Goal of the exercise:
Copy all of the entries below line for line, leaving out the pictures.

Supplied material:
· · · ·
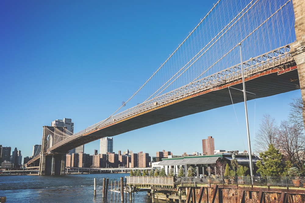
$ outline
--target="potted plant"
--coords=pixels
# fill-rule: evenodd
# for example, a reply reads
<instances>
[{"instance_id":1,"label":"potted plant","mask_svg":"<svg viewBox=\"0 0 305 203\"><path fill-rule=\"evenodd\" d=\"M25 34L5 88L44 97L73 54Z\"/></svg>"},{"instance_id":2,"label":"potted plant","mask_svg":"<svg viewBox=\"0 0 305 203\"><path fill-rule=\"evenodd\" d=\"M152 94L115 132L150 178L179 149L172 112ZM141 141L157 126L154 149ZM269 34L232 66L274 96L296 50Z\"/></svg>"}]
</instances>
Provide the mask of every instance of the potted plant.
<instances>
[{"instance_id":1,"label":"potted plant","mask_svg":"<svg viewBox=\"0 0 305 203\"><path fill-rule=\"evenodd\" d=\"M299 187L300 186L300 175L301 173L296 167L290 168L287 172L288 175L292 177L292 182L294 186Z\"/></svg>"}]
</instances>

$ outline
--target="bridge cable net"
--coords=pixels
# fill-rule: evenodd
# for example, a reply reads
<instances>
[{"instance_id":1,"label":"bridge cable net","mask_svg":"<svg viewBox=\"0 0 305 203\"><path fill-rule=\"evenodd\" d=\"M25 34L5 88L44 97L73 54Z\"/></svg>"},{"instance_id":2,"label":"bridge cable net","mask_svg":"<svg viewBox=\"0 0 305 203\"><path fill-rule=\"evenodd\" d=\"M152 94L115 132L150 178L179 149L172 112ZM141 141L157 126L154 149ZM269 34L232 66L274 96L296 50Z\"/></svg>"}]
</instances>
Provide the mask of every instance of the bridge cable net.
<instances>
[{"instance_id":1,"label":"bridge cable net","mask_svg":"<svg viewBox=\"0 0 305 203\"><path fill-rule=\"evenodd\" d=\"M231 79L241 70L239 50L236 48L239 43L243 58L250 59L243 62L246 76L247 71L253 67L263 66L264 61L284 58L289 51L287 45L295 40L294 24L291 0L215 2L170 57L125 103L106 119L75 135L173 100L186 91L207 88L207 85L202 84L208 81L213 85L211 78L214 83ZM129 108L118 113L125 105Z\"/></svg>"}]
</instances>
· · · ·
Response to the task:
$ outline
--target="potted plant"
--coords=pixels
# fill-rule: evenodd
# for example, a reply reads
<instances>
[{"instance_id":1,"label":"potted plant","mask_svg":"<svg viewBox=\"0 0 305 203\"><path fill-rule=\"evenodd\" d=\"M25 34L5 88L44 97L73 54Z\"/></svg>"},{"instance_id":2,"label":"potted plant","mask_svg":"<svg viewBox=\"0 0 305 203\"><path fill-rule=\"evenodd\" d=\"M152 94L115 132L150 178L179 149L172 112ZM141 141L157 126L154 149ZM269 34L232 66L274 96L296 50Z\"/></svg>"}]
</instances>
Provide the mask of every instance of the potted plant.
<instances>
[{"instance_id":1,"label":"potted plant","mask_svg":"<svg viewBox=\"0 0 305 203\"><path fill-rule=\"evenodd\" d=\"M299 187L300 186L300 175L301 173L296 167L290 168L287 172L288 175L292 177L292 182L294 186Z\"/></svg>"}]
</instances>

$ outline
--target="bridge cable net"
--coords=pixels
# fill-rule: evenodd
# for example, a reply reads
<instances>
[{"instance_id":1,"label":"bridge cable net","mask_svg":"<svg viewBox=\"0 0 305 203\"><path fill-rule=\"evenodd\" d=\"M25 34L5 88L44 97L73 54Z\"/></svg>"},{"instance_id":2,"label":"bridge cable net","mask_svg":"<svg viewBox=\"0 0 305 203\"><path fill-rule=\"evenodd\" d=\"M152 94L115 132L150 178L179 149L172 112ZM141 141L157 126L154 149ZM269 34L232 66L274 96L296 50Z\"/></svg>"}]
</instances>
Provide the mask of every instance of the bridge cable net.
<instances>
[{"instance_id":1,"label":"bridge cable net","mask_svg":"<svg viewBox=\"0 0 305 203\"><path fill-rule=\"evenodd\" d=\"M231 79L241 70L239 50L236 48L239 43L243 58L250 59L243 62L246 76L247 71L253 67L263 66L264 61L284 58L289 51L287 45L295 40L294 24L291 0L215 2L170 57L125 103L106 119L75 135L173 100L186 91L207 88L207 85L202 84L208 81L213 85L211 78L214 83ZM129 108L118 113L125 105Z\"/></svg>"}]
</instances>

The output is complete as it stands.